It’s been a decade since President George W. Bush signed the Mental Health Parity and Addiction Equity Act into law, signaling a need for regulations surrounding the role insurance companies play in the delivery of mental health services to a state’s residents.
More commonly known as the Federal Parity Law, the legislation requires insurers to cover illnesses connected to the brain (depression or addiction, for example) with equal restrictiveness to those associated with the body (such as diabetes or cancer). The law was intended to keep pace with the growing body of research and work connected to the importance of maintaining proper mental health coverage in our communities across the country. Since most state residents gain access to mental health care through their insurance carrier this law is a crucial instrument in place to make sure insurance companies honor this aspect of one’s overall health plan.
What does this mean in real practice? Since most seeking mental health help gain affordable access through their insurance carriers, it’s important that these companies reflect equity in providing coverage for both “body” and “brain” illnesses and reimburse providers for their participation in their coverage. If insurers don’t provide adequate reimbursement, providers drop out and those seeking help have to increasingly go “out of network”, a move which can become increasingly more costly until they stop trying to get help at all. This completely goes against the purpose of the Federal Parity Law.

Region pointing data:
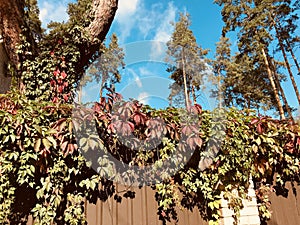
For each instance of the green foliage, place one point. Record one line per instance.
(41, 156)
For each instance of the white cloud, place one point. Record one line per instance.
(125, 17)
(163, 32)
(147, 22)
(53, 11)
(143, 97)
(143, 71)
(126, 9)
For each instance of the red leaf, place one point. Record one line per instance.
(63, 75)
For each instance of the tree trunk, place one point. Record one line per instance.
(104, 12)
(11, 21)
(288, 109)
(287, 64)
(293, 55)
(270, 76)
(186, 95)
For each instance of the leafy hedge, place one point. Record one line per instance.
(44, 148)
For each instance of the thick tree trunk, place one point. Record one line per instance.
(104, 12)
(11, 21)
(186, 94)
(293, 55)
(287, 64)
(270, 76)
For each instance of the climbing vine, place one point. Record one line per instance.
(43, 155)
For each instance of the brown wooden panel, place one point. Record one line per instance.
(286, 211)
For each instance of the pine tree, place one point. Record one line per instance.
(220, 66)
(186, 61)
(106, 68)
(253, 21)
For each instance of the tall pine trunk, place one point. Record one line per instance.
(273, 85)
(186, 94)
(287, 64)
(292, 54)
(276, 78)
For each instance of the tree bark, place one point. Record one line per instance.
(104, 12)
(270, 76)
(288, 109)
(186, 95)
(11, 21)
(287, 64)
(293, 55)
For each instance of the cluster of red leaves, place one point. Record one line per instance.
(59, 83)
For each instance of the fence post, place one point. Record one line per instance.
(249, 214)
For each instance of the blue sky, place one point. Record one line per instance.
(143, 27)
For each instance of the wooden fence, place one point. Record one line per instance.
(142, 210)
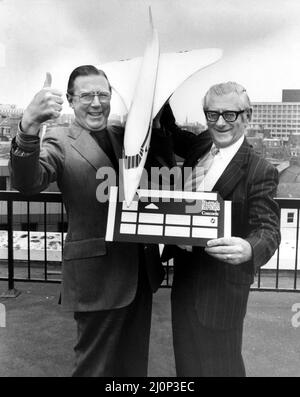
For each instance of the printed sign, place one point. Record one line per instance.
(168, 217)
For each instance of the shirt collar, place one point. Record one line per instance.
(231, 150)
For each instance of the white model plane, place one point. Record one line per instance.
(144, 85)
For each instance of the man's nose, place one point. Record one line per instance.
(220, 121)
(96, 101)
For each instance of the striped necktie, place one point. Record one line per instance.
(200, 169)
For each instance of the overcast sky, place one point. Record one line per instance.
(260, 39)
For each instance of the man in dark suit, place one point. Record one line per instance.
(211, 285)
(108, 285)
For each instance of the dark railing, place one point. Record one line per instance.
(281, 274)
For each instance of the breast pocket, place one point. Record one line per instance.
(82, 249)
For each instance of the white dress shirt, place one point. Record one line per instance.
(218, 165)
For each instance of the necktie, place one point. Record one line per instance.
(200, 170)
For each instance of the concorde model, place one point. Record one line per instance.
(144, 85)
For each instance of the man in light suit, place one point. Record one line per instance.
(108, 285)
(211, 285)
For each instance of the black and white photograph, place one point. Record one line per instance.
(149, 191)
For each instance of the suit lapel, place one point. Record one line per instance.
(233, 172)
(88, 148)
(192, 158)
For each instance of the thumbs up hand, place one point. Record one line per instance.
(46, 105)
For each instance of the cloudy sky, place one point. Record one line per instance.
(260, 39)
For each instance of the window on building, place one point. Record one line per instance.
(62, 227)
(31, 226)
(290, 217)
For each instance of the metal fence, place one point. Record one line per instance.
(280, 274)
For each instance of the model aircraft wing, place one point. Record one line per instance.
(173, 70)
(139, 121)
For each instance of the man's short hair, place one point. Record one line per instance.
(84, 70)
(228, 88)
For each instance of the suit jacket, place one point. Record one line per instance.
(97, 275)
(220, 290)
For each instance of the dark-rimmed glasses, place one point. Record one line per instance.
(229, 115)
(87, 98)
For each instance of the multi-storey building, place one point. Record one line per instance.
(282, 119)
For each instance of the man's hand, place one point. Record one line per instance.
(46, 105)
(188, 248)
(233, 250)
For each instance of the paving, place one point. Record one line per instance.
(38, 337)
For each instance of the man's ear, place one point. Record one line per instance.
(70, 100)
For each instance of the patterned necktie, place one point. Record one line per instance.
(200, 170)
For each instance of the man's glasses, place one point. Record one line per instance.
(229, 115)
(87, 98)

REQUIRED ACTIONS
1. Rewrite the part of the Federal Parity Law passage starting at "More commonly known" and ending at "overall health plan.", replacing "Federal Parity Law" with "Parity Act".
2. Based on the Federal Parity Law passage, answer yes or no to each statement and quote the deciding words: (a) President George W. Bush signed the law; (b) the law requires insurers to cover brain illnesses more restrictively than body illnesses; (c) when insurers fail to reimburse adequately, providers drop out.
3. Continue the Federal Parity Law passage from where it stops.
The material here is separate from the Federal Parity Law passage and has nothing to do with it.

ANSWERS TO THE PROBLEMS
1.
More commonly known as the Parity Act, the legislation requires insurers to cover illnesses connected to the brain (depression or addiction, for example) with equal restrictiveness to those associated with the body (such as diabetes or cancer). The law was intended to keep pace with the growing body of research and work connected to the importance of maintaining proper mental health coverage in our communities across the country. Since most state residents gain access to mental health care through their insurance carrier this law is a crucial instrument in place to make sure insurance companies honor this aspect of one’s overall health plan.

2.
(a) Yes: "President George W. Bush signed the Mental Health Parity and Addiction Equity Act into law"
(b) No: "with equal restrictiveness to those associated with the body"
(c) Yes: "If insurers don’t provide adequate reimbursement, providers drop out"

3.
A report published by Milliman in December of 2017 offers an in-depth look at state compliance of this law using three years of data and for many states, the news isn’t good. How do states fail to meet parity standards prescribed by this law? Here are some of the most common practices:
- Insurer requires the patient to pay a separate deductible or higher co-pays for mental health-related services.
- Insurers set limits on how many days one can stay at a treatment facility or how many times they can see a treatment provider, such as a counselor or other mental health professional.
- Insurer charges more for medication for behavioral treatment.
- Insurer requires patient to get permission before starting mental health treatment program.
- Insurer forces patient to seek cheaper treatment than the recommended program by a doctor.
- Insurer refuses to pay for treatment recommended by a doctor.
- Insurer refuses to pay for treatment provided outside patient’s state or region.
These practices can significantly reduce or eliminate access for a resident seeking important mental health treatment, further adding to the already growing set of mental health challenges currently faced by those living in states across the country.
New Hampshire earned a “C” in this study (71 out of 100 points), indicating that while the state hasn’t ignored the insurance component in mental health care access for its residents, there is much work to be done to most effectively comply with federal law.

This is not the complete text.